(Image point annotation entries)
----------
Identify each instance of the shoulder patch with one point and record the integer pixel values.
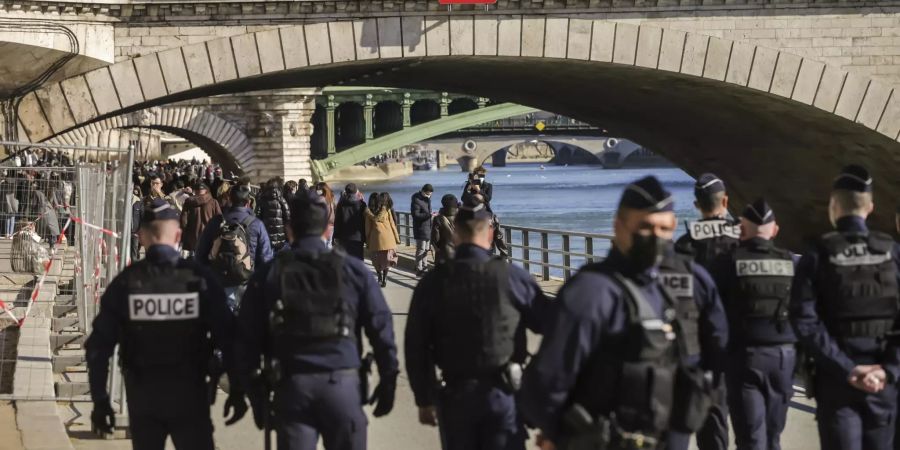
(708, 229)
(163, 307)
(764, 267)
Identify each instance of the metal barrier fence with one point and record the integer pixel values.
(547, 254)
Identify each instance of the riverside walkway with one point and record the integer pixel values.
(400, 430)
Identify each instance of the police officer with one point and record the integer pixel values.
(468, 317)
(302, 313)
(713, 235)
(606, 371)
(843, 307)
(159, 311)
(756, 280)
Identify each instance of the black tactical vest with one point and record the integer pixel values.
(708, 239)
(677, 278)
(310, 308)
(763, 287)
(476, 320)
(857, 284)
(164, 329)
(633, 376)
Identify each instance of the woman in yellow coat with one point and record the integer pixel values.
(381, 236)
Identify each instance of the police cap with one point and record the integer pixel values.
(309, 214)
(707, 184)
(759, 212)
(647, 194)
(473, 210)
(853, 178)
(159, 209)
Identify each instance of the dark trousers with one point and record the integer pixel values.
(353, 248)
(162, 406)
(760, 386)
(850, 419)
(479, 416)
(326, 404)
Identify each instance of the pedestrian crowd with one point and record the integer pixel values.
(659, 344)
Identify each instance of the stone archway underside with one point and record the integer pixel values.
(768, 122)
(223, 141)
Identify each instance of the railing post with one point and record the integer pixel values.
(589, 249)
(408, 227)
(545, 256)
(525, 264)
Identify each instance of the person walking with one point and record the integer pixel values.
(197, 212)
(420, 209)
(273, 210)
(756, 280)
(159, 311)
(305, 314)
(350, 222)
(325, 192)
(233, 244)
(844, 309)
(382, 238)
(606, 373)
(468, 317)
(442, 236)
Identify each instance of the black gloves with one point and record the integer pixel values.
(235, 400)
(103, 418)
(384, 395)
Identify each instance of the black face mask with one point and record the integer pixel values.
(646, 251)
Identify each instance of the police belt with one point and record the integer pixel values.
(872, 328)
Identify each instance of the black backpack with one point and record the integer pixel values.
(230, 256)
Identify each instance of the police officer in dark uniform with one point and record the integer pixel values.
(303, 314)
(844, 307)
(755, 281)
(160, 311)
(713, 235)
(468, 317)
(606, 373)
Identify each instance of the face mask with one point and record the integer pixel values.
(646, 251)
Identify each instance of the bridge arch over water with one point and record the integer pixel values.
(769, 122)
----------
_What to work on:_ Write out all of the items above word for word, leaving the pictures out.

_Answer below:_
Identify each instance of the shoulder patch with one point and record the integer pixel values.
(708, 229)
(163, 307)
(764, 267)
Identify each instance of the metal barrier fence with one point and record the integer pixel values.
(547, 254)
Identify each instance of the riverside walkway with one point and record the integer pixel values.
(400, 430)
Identify each instance of the police officer with one point and record the integer pixel values.
(468, 317)
(302, 313)
(713, 235)
(606, 371)
(843, 307)
(159, 311)
(756, 280)
Identify each instance of the black tactical vest with one point and record the integer pixel values.
(708, 239)
(677, 278)
(310, 308)
(763, 287)
(476, 320)
(857, 284)
(164, 329)
(633, 376)
Identify each instance of the woman in yellow coat with one point and record the integer pixel values.
(381, 236)
Identify each instance of the police cap with one point and record the integer pixel values.
(309, 214)
(707, 184)
(759, 212)
(647, 194)
(473, 210)
(853, 178)
(159, 209)
Identify each instance of the dark trousers with one point and record the integer pixel values.
(353, 248)
(162, 406)
(760, 386)
(850, 419)
(479, 416)
(326, 404)
Identify each instance of the pedestrian crowd with one point and record the integer pixel values.
(659, 344)
Identify each instance of the stone archway underside with one point and record the integer pixel values.
(768, 122)
(223, 141)
Identify each instance of the railing post with one point and record the integer pixel values.
(589, 249)
(408, 227)
(545, 256)
(525, 264)
Identify each instance of the person walking with one point and record the integer pixel values.
(197, 212)
(420, 209)
(273, 210)
(756, 280)
(159, 311)
(305, 314)
(350, 222)
(325, 192)
(233, 244)
(844, 309)
(382, 238)
(606, 373)
(468, 317)
(442, 236)
Identify each instance of the black gloves with one point and record the integer pixel values.
(235, 400)
(103, 418)
(384, 395)
Identify each instance of the black face mask with one point and record the integer pixel values.
(646, 251)
Identify each instance of the police belt with one point and record the integer pixel values.
(872, 328)
Identify each instance of the black backpack with one point and record the integer pixel values.
(230, 256)
Identify each instance of the police officer in dark uniform with one point and record the integer pixel values.
(303, 314)
(844, 307)
(755, 281)
(160, 311)
(713, 235)
(468, 317)
(606, 373)
Identify each instance of the face mask with one point and record the integer pixel values.
(646, 251)
Identify each instance of the bridge arch over water with one point and record the integer pixel values.
(769, 122)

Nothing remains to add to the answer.